=== TASKS ===
[1] Answer these questions using the memorial text, one answer per line, marked (a), (b) and (c) like the questions.
(a) In which city and on what date was Shimon Vega born?
(b) In which village did he grow up?
(c) Whose first postdoc did he become, and where?
[2] Rescale the part of the records that opens with the line containing "In this exercise you will place a marker on the pickup" and runs through the end of the records, both ends included, and give only those lines. Repeat every line, requests included, but multiply each coordinate in the answers by 2.4 and round it to a whole number, with halves rounded up.

=== TEXT ===
In Memoriam

Prof Shimon Vega
Prof Zeev Luz 
Prof Anatoly Burshtein 

Prof. Shimon Vega (1943-2021)

Shimon Vega was born in Amsterdam on November 14, 1943 and passed away two days after his 78th birthday.  As he would later say: “This was not a good time and place for a Jewish child to be born, and led to what perhaps was the most ‘interesting’ part of my life”.  At the age of 6 weeks he was sent to a hideout with a Dutch family until the end of the war, thus surviving the Holocaust. He grew up in Ouderkerk aan de Amstel, a small village south of Amsterdam. After obtaining both his B.Sc. and M.Sc. in Physics in Holland he moved to Israel with his wife Margrit, and completed his Ph.D. with Prof. Zeev Luz at the Weizmann Institute on Nuclear Quadrupole Resonance.  Shimon stood out already during his PhD, where he published his thesis papers as a sole author with the full encouragement of his advisor. This work was the beginning of a joint tackling of the theoretical and experimental chemical physics underlying magnetic resonance.  After PhD graduation Shimon became Alex Pines’ first postdoc at Berkeley, where they made pioneering discoveries in the new field of multiple-quantum NMR. This work would eventually lead to setting the basis for the fictitious-spin-½ formalism, nowadays a primary tool for understanding NMR in solids and liquids and gaining recognition in EPR and quantum optics.

=== ENTRIES SHOWN ===
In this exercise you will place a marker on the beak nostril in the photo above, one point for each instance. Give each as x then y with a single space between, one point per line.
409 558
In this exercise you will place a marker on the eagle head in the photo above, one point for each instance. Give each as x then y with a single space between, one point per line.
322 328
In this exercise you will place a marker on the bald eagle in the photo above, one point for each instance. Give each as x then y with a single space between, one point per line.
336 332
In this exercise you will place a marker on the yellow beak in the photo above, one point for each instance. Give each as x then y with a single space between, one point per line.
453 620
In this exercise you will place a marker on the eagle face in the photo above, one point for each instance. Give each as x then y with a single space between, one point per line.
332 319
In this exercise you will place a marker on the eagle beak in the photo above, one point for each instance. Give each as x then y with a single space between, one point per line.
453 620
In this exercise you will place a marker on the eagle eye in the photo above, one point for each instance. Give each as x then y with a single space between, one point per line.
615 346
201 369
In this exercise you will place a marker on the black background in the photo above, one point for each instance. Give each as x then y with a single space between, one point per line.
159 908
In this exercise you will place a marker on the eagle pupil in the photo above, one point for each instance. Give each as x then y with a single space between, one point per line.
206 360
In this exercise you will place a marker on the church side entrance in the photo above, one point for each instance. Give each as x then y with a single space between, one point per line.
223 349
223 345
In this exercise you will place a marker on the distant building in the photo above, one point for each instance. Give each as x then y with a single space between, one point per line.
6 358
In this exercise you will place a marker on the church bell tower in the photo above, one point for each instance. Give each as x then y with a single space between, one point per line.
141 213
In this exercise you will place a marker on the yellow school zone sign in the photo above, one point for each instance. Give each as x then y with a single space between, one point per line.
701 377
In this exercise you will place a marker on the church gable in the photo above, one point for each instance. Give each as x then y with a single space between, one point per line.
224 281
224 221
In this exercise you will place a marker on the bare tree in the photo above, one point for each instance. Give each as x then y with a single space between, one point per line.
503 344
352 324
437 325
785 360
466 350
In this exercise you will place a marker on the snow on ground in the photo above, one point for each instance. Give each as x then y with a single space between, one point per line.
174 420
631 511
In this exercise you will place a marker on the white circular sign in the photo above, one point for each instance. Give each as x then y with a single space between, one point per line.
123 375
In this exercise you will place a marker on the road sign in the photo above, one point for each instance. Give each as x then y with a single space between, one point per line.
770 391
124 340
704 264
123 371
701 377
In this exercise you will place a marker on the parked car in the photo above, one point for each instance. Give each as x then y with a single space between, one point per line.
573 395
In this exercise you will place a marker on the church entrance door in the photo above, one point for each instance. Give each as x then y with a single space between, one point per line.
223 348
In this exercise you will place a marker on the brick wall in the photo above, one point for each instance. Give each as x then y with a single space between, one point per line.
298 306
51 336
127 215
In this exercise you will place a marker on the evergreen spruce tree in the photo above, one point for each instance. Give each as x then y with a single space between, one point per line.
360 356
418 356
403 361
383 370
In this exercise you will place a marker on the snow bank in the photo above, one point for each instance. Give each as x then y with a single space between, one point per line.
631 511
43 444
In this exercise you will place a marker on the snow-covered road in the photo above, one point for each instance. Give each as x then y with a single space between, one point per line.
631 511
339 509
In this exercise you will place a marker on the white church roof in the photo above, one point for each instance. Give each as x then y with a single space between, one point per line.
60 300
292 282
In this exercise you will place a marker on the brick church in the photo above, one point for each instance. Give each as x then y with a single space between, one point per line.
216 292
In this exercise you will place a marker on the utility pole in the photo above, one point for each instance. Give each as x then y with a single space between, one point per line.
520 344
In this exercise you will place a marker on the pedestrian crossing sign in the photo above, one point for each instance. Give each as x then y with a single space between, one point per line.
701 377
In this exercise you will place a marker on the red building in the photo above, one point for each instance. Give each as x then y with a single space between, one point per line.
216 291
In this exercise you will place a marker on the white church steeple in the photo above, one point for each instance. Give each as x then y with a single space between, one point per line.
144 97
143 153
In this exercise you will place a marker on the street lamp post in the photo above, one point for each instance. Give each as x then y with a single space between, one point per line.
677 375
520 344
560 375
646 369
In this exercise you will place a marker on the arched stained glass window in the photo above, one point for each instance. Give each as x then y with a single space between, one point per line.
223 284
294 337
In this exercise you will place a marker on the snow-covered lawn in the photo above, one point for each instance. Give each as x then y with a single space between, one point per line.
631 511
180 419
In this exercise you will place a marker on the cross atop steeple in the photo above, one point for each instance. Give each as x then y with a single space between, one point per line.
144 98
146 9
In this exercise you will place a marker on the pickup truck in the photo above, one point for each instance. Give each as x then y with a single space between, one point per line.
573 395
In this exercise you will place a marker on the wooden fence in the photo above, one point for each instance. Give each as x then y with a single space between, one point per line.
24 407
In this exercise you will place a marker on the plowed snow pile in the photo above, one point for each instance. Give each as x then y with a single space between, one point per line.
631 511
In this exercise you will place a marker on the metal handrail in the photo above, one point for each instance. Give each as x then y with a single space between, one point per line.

=== RESPONSES TO THE EXERCISE ===
[1]
(a) Amsterdam, on November 14, 1943
(b) Ouderkerk aan de Amstel
(c) Alex Pines's, at Berkeley

[2]
In this exercise you will place a marker on the pickup truck in the photo above, one point for each instance. Give each as x then y with a single space between, one point per line.
1375 948
In this exercise you will place a marker on the wooden fence in the photo above, one point for each instance. Give each as x then y with a single space between, one point per line.
58 977
In this exercise you will place a marker on the plowed snow pile in the photo above, one point for each instance. Give each as x then y with a single space between, one point per line.
1514 1226
In this exercise you will place a marker on the metal handrail in the photo above, one point for each instance. Give each as x then y with a single space between, one point per line.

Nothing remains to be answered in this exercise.